== Exercise tasks ==
#1 Answer these questions from the judgment:
(a) Which judicial officer gave the judgment?
(b) In what sum must the applicants pay the first respondent's costs and disbursements?
(c) What is the relationship between the two applicants?
#2 Write out the passage of the judgment starting with "The first and" and going on through "to the Federal Magistrates Court Rules 2001 (Cth).".

== Selection ==
::::
SZROH v Minister for Immigration
[2012] FMCA 801
•4 September 2012
FEDERAL MAGISTRATES COURT OF AUSTRALIA
| SZROH & ANOR v MINISTER FOR IMMIGRATION & ANOR | [2012] FMCA 801 |
| MIGRATION – Review of Refugee Review Tribunal decision – refusal of a protection visa – applicants claiming political persecution in India – first applicant abandoning claims before the Tribunal – no arguable case of jurisdictional error. |
| Federal Magistrates Court Rules 2001 (Cth) Migration Act 1958 (Cth), ss.424A, 424AA, 425 |
| SZBYR v Minister for Immigration (2007) 235 ALR 609; (2007) HCA 26 |
| First Applicant: | SZROH |
| Second Applicant: | SZROI |
| First Respondent: | MINISTER FOR IMMIGRATION & CITIZENSHIP |
| Second Respondent: | REFUGEE REVIEW TRIBUNAL |
| File Number: | SYG 1297 of 2012 |
| Judgment of: | Driver FM |
| Hearing date: | 4 September 2012 |
| Delivered at: | Sydney |
| Delivered on: | 4 September 2012 |
REPRESENTATION
The First Applicant appeared in person and on behalf of the Second Applicant
| Solicitors for the Respondents: | Ms R Jones Australian Government Solicitor |
INTERLOCUTORY ORDERS
The application is dismissed, pursuant to rule 44.12(1)(a) of the Federal Magistrates Court Rules 2001 (Cth).
The first and second applicants are to pay the first respondent’s costs and disbursements of and incidental to the application in the sum of $3,239 in accordance with rule 44.15(1) and item 1(b) of part 2 of schedule 1 to the Federal Magistrates Court Rules 2001 (Cth).
| FEDERAL MAGISTRATES COURT OF AUSTRALIA AT SYDNEY |
SYG 1297 of 2012
| SZROH |
First Applicant
SZROI
Second Applicant
And
| MINISTER FOR IMMIGRATION & CITIZENSHIP |
First Respondent
| REFUGEE REVIEW TRIBUNAL |
Second Respondent
REASONS FOR JUDGMENT
(revised from transcript)
This is an application to review a decision of the Refugee Review Tribunal (the Tribunal). The decision was dated 18 May 2012 on its face and certified on behalf of the Tribunal’s district registrar on 21 May 2012. The Tribunal affirmed a decision of a delegate of the Minister not to grant the applicants’ protection visas. There are two applicants, who are husband and wife. The relevant claims were made by the first applicant, the applicant husband. References to the applicant in this judgment are references to him. He claimed political persecution in India.
::::
== Information shown ==
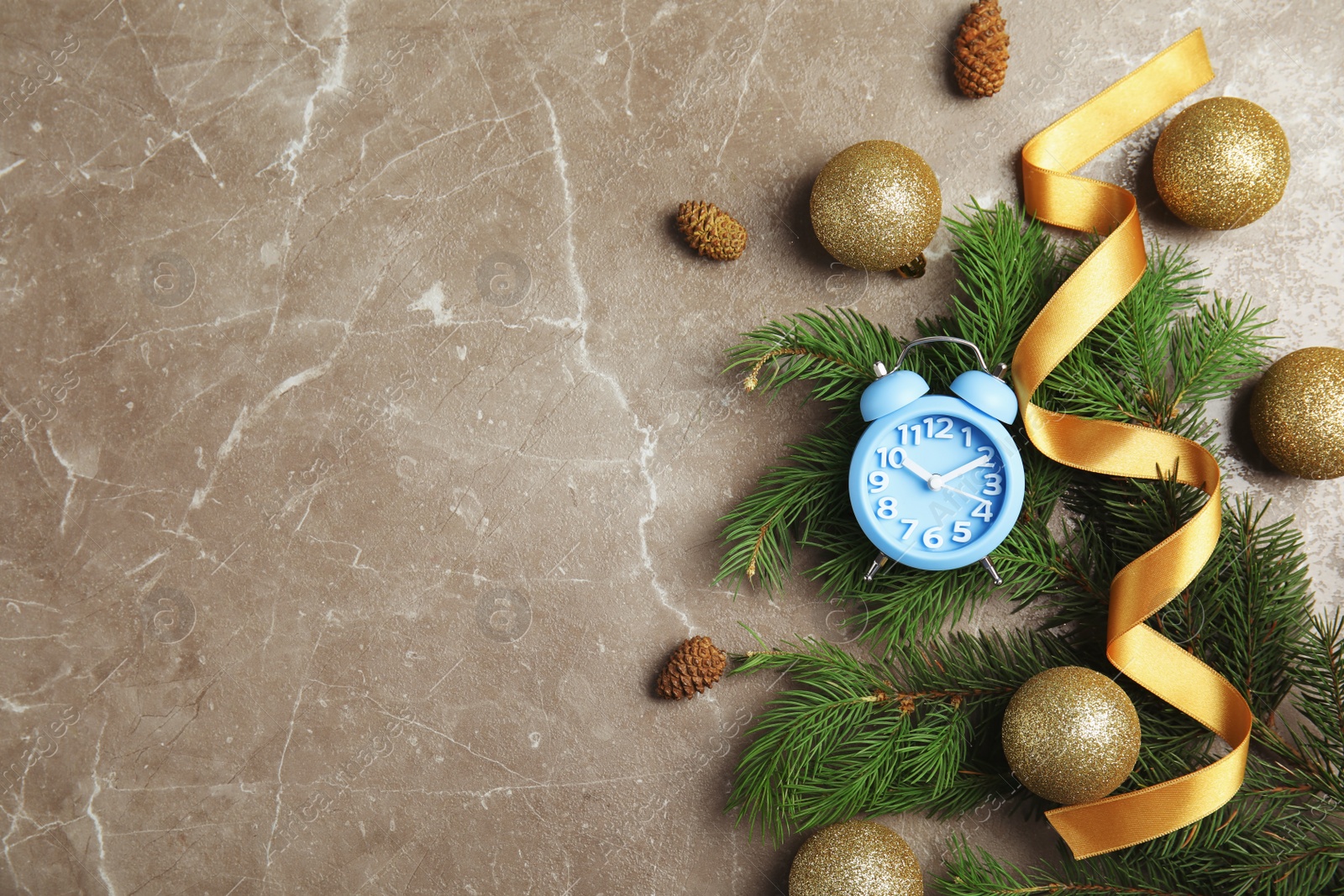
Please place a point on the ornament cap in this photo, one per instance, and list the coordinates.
(988, 394)
(891, 392)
::::
== Answers in order ==
#1
(a) Driver FM
(b) $3,239
(c) They are husband and wife.

#2
The first and second applicants are to pay the first respondent’s costs and disbursements of and incidental to the application in the sum of $3,239 in accordance with rule 44.15(1) and item 1(b) of part 2 of schedule 1 to the Federal Magistrates Court Rules 2001 (Cth).